Task to carry out ->
Answer these from the passage on writing erotica:
(a) What should you do when a word in erotica you're reading tickles you unexpectedly?
(b) What should you apply to the back of your neck?
(c) Whom does the writer blame at the end?

Extract to read ->
--

Experiment, read, think about what’s logical for both the male character and the female character (or if a gay scene, what makes sense for whom), consider the personalities that you’ve already laid-out (ha! I said laid) . Push a few boundaries but cautiously, or you’ll end up making your readers spit their tea–and no, that’s not a coy euphemism. Test things out! When you’re reading erotica and a certain word tickles your hoo-hah unexpectedly–and it will–jot it down.  Make a list of what turned you on, and what didn’t. Think about that list from one of your character’s perspectives. Now, apply a cool damp wash cloth to the back of your neck, breathe deeply, and do it again. And again. Again. More … more! More! Oh God, baby soon ohyespleasepleasePLEASEDON’TSTOP–*gasp* sorry.  What were we talking about? It couldn’t possibly have been … it was? Shit, what was I thinking? Well, I blame you; that’ll work nicely for me.

--

Listed entries ->
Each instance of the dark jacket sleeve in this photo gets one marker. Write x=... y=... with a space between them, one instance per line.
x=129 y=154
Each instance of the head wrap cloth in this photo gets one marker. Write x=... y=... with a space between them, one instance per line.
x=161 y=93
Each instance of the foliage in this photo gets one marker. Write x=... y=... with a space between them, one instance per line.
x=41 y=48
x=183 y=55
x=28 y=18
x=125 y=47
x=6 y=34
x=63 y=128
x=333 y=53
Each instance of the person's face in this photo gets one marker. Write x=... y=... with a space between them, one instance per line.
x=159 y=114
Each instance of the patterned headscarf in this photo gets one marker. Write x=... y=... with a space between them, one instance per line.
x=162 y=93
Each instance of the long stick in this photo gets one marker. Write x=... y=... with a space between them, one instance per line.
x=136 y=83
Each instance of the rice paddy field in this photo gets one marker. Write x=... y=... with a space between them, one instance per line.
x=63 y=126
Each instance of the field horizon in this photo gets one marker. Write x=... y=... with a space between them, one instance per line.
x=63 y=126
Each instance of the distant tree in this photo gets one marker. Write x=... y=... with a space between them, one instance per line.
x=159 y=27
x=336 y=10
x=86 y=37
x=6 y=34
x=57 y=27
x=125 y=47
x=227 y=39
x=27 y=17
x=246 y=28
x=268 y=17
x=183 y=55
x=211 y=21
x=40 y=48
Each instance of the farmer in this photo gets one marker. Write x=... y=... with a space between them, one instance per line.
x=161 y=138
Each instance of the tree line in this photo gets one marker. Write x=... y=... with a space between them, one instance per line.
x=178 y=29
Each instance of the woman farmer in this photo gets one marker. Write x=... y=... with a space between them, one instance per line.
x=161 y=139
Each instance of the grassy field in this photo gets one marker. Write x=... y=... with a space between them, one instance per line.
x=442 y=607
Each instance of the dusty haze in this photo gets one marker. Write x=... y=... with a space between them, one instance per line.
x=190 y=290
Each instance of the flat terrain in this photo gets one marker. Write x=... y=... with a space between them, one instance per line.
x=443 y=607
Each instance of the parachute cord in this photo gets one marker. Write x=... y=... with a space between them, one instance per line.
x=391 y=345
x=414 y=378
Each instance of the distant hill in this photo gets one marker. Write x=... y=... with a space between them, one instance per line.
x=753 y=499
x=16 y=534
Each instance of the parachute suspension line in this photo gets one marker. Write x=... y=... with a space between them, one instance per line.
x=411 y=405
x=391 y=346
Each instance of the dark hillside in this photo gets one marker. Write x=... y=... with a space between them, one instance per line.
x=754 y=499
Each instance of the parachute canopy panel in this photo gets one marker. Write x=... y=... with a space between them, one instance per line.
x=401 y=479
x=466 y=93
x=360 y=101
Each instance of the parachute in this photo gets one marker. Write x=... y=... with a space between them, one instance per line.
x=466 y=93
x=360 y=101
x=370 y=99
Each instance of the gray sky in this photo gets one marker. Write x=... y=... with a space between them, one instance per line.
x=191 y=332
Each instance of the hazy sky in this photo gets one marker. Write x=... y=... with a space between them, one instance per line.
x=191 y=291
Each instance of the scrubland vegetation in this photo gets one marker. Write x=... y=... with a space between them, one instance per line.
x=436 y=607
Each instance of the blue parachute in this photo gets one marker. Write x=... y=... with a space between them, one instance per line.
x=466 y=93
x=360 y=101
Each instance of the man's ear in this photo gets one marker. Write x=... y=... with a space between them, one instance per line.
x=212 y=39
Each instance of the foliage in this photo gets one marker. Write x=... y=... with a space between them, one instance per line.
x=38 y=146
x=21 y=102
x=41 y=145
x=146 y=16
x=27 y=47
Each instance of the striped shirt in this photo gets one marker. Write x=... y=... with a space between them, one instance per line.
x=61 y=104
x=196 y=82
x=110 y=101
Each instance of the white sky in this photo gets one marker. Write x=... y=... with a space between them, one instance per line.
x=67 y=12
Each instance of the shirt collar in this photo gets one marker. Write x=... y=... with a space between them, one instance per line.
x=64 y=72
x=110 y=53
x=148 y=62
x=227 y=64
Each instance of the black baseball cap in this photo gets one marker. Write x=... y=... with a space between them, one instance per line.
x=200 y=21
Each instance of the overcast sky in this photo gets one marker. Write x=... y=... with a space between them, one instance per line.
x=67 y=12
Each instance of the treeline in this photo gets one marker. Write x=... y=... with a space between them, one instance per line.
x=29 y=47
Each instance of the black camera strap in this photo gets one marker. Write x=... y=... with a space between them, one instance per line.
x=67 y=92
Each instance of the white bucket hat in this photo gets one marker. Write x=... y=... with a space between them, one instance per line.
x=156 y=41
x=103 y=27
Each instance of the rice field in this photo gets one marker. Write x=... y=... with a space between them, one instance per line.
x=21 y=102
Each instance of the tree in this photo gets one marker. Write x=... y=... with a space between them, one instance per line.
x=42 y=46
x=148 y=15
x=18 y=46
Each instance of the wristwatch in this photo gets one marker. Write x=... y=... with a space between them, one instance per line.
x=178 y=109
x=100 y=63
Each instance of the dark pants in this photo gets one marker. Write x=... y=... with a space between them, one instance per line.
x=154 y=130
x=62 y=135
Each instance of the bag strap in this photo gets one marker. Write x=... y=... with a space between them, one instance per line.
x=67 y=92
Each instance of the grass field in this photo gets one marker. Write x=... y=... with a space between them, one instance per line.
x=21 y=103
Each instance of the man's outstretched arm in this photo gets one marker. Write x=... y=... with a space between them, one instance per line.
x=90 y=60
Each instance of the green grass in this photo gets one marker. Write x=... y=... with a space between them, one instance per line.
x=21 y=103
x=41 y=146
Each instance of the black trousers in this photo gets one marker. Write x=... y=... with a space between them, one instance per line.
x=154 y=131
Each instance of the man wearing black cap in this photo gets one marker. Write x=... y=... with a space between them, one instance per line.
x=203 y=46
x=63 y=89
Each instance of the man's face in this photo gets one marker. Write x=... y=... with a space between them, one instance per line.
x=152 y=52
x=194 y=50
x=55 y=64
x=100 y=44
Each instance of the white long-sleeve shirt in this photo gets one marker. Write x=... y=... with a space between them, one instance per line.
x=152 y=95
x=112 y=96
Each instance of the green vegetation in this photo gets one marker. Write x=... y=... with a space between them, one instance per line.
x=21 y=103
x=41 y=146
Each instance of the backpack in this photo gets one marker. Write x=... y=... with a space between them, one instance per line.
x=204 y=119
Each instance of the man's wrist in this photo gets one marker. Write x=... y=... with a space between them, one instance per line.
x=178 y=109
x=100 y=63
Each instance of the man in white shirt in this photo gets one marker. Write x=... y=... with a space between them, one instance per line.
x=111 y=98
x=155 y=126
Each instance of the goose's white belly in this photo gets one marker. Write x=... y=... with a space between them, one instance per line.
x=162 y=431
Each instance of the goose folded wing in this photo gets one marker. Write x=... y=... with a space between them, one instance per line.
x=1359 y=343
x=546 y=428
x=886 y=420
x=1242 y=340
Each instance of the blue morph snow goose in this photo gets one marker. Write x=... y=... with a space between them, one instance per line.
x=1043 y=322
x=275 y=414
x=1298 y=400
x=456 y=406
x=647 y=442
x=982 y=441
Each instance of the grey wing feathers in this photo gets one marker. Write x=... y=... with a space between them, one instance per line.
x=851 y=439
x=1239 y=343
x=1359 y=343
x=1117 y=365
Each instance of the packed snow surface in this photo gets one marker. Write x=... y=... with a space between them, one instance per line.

--

Problem solution ->
(a) Jot the word down.
(b) A cool damp wash cloth.
(c) The reader ("you").